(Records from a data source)
== Segment start ==

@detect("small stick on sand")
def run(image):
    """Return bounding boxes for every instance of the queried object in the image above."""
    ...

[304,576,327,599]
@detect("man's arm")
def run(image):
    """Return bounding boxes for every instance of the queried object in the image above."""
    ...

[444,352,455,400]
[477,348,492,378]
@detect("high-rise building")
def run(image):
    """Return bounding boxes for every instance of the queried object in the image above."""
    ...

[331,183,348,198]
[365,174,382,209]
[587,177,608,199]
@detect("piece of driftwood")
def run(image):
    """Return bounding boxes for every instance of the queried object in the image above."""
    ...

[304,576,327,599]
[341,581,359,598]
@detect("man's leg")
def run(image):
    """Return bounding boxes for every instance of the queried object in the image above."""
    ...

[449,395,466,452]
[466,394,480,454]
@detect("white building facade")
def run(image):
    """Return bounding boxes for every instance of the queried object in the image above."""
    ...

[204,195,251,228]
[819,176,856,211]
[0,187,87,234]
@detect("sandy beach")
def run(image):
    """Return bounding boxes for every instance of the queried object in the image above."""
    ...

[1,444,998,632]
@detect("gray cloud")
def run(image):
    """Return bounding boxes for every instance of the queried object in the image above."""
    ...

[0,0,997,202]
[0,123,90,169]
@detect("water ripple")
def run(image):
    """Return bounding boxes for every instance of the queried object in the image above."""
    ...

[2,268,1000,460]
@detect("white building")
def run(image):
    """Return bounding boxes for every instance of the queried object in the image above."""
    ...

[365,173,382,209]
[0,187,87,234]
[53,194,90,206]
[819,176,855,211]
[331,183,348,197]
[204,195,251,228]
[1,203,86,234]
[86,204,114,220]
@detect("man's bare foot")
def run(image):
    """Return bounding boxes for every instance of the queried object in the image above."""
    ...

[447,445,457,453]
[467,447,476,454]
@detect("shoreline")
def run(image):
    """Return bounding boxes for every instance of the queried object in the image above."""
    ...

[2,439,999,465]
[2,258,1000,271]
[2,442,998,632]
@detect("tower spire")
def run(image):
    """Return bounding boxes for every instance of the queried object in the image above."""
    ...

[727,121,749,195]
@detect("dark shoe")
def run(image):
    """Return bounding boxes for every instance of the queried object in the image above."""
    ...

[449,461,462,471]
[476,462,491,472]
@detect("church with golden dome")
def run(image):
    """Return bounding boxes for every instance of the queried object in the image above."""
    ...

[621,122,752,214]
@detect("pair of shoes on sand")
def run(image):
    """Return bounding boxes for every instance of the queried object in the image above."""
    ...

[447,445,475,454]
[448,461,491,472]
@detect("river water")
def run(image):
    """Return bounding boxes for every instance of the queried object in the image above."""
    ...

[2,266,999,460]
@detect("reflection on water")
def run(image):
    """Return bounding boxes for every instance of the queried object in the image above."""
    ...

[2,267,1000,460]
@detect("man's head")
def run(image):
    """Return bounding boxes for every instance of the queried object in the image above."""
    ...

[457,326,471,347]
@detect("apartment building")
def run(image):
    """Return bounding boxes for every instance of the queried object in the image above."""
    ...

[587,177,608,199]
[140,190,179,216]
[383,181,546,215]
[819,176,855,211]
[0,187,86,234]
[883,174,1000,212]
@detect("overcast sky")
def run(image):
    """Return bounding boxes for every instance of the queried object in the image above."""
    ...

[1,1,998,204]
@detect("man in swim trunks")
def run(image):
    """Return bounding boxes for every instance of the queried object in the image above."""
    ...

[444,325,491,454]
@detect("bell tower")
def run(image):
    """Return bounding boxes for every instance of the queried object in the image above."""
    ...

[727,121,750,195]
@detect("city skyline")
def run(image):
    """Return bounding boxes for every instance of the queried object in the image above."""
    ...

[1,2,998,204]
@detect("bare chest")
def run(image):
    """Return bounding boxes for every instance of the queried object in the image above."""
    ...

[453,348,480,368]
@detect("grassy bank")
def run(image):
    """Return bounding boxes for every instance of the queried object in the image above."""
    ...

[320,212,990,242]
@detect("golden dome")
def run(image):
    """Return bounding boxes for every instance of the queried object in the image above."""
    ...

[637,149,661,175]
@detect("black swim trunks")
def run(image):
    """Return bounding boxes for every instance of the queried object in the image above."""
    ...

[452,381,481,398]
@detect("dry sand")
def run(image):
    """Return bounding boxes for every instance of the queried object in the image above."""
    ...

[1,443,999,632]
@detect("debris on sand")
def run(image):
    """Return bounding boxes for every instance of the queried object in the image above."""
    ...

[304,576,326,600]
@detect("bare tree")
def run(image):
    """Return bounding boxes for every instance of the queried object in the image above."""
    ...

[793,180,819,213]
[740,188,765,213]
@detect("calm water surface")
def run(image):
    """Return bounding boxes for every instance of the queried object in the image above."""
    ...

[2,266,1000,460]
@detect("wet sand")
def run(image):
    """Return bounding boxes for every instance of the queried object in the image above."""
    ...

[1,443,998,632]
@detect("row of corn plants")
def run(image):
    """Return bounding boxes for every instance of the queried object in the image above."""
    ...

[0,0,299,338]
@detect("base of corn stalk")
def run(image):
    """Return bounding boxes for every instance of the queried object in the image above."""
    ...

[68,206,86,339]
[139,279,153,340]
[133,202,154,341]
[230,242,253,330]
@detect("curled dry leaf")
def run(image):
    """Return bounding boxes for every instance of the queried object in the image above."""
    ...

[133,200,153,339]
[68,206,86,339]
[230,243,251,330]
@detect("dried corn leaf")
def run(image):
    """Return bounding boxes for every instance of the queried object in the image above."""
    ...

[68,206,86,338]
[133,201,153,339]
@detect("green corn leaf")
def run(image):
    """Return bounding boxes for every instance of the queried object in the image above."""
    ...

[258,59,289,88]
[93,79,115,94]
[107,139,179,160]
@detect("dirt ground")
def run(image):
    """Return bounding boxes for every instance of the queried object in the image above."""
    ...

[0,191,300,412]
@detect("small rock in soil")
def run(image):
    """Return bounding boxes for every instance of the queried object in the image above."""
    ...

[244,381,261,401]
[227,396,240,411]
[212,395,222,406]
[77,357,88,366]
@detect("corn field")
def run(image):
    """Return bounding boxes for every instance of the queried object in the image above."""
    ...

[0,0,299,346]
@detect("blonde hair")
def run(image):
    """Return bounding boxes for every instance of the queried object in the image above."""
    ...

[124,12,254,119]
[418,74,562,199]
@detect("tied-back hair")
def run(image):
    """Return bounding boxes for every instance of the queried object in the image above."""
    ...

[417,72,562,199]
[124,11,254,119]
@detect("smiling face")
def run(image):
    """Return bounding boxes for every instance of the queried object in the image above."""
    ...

== Segment end ==

Action item - When a line in the data contains the string "white", copy that line.

Completed task -
@detect("white building facade")
@detect("white building")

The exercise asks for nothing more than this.